*DOCUMENT SEGMENT*.
** begin **

Let $E$ be a subset of $X$. Then $E$ is open if and only if $E = \text{int}(E)$. In other words, $E$ is open if and only if for every $x\in E$, there exists an $r > 0$ such that $B(x,r)\subseteq E$.
MY ATTEMPT
It is known that $E$ is open iff $\partial E\cap E = \varnothing$. Given that $X = \text{int}(E)\cup\partial E\cup\text{ext}(E)$ and $E\cap\text{ext}(E) = \varnothing$, we conclude that \begin{align*} E = E\cap X & = E\cap(\text{int}(E)\cup\partial E\cup\text{ext}(E))\\\\ & = (E\cap\text{int}(E))\cup(E\cap\partial E)\cup(E\cap\text{ext}(E))\\\\ & = E\cap\text{int}(E)\cup\varnothing\cup\varnothing = E\cap\text{int}(E) \end{align*} whence we conclude that $E\subseteq\text{int}(E)$. On the other hand, one has that $\text{int}(E)\subseteq E$.

** end **

*DATA SECTION*.

** begin **

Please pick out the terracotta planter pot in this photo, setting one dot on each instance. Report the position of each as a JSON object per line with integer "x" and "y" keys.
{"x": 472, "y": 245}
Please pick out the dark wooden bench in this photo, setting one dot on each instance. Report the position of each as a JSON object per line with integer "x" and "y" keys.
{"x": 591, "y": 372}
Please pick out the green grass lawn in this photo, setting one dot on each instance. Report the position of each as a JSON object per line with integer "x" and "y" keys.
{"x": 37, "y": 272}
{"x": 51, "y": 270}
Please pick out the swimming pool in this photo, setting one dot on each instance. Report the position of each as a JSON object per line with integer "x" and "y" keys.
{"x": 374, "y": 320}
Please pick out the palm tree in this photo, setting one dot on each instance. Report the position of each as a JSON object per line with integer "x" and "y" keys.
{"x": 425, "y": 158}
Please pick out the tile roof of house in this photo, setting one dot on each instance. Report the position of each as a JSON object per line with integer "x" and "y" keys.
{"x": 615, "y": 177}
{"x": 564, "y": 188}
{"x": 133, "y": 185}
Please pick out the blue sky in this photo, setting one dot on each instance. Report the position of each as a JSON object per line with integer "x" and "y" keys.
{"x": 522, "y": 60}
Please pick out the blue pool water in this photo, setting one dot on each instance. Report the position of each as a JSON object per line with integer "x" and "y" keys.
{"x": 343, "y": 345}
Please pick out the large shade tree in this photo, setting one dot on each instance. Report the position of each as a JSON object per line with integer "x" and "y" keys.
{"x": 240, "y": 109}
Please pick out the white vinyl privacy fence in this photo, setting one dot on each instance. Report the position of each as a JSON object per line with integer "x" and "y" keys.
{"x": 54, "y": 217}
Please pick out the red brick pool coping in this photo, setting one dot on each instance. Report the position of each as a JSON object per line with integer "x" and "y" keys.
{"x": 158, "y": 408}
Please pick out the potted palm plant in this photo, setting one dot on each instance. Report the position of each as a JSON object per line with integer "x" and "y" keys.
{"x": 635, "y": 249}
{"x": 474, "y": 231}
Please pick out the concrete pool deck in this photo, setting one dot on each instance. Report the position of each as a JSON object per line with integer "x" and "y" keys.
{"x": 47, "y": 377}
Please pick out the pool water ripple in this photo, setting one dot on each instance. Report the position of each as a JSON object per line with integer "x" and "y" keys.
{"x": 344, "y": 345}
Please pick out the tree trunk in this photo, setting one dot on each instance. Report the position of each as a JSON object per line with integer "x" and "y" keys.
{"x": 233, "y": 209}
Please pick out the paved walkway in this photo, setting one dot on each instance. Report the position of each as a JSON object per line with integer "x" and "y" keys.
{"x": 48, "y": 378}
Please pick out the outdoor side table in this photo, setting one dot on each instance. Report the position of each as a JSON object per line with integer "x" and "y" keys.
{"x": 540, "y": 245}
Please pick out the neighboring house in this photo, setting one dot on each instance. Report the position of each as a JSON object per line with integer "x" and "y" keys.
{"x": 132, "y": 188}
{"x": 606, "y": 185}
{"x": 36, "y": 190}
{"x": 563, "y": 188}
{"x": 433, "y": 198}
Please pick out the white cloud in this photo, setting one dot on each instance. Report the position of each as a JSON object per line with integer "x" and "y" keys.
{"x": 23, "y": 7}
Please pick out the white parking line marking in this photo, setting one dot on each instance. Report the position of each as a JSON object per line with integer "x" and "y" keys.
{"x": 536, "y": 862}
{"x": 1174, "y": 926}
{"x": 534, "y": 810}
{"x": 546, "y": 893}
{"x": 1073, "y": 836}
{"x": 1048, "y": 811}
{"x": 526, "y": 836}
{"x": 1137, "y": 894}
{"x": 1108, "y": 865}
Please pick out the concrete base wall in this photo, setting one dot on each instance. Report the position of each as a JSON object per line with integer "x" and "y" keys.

** end **

*TASKS*.
A) Print the passage of the proof about open sets starting at "Let $E$ be a" and ending at "that $B(x,r)\subseteq E$.", copying it word for word.
B) In the proof about open sets, which sets are stated to have $X$ as their union?
C) Carry the proof about open sets on from its last sentence.

*ANSWERS PROVIDED*.
A)
Let $E$ be a subset of $X$. Then $E$ is open if and only if $E = \text{int}(E)$. In other words, $E$ is open if and only if for every $x\in E$, there exists an $r > 0$ such that $B(x,r)\subseteq E$.

B) $\text{int}(E)$, $\partial E$, $\text{ext}(E)$

C)
Indeed, if $x\in\text{int}(E)$, there exists $r > 0$ such that $x\in B(x,r)\subseteq E$.
Hence we conclude that $E = \text{int}(E)$, and we are done.
Can someone please verify if I am reasoning correctly? Any other approach is welcome.
Your proof is correct, given that you have established the identities that you listed at the beginning of your proof.
Well done!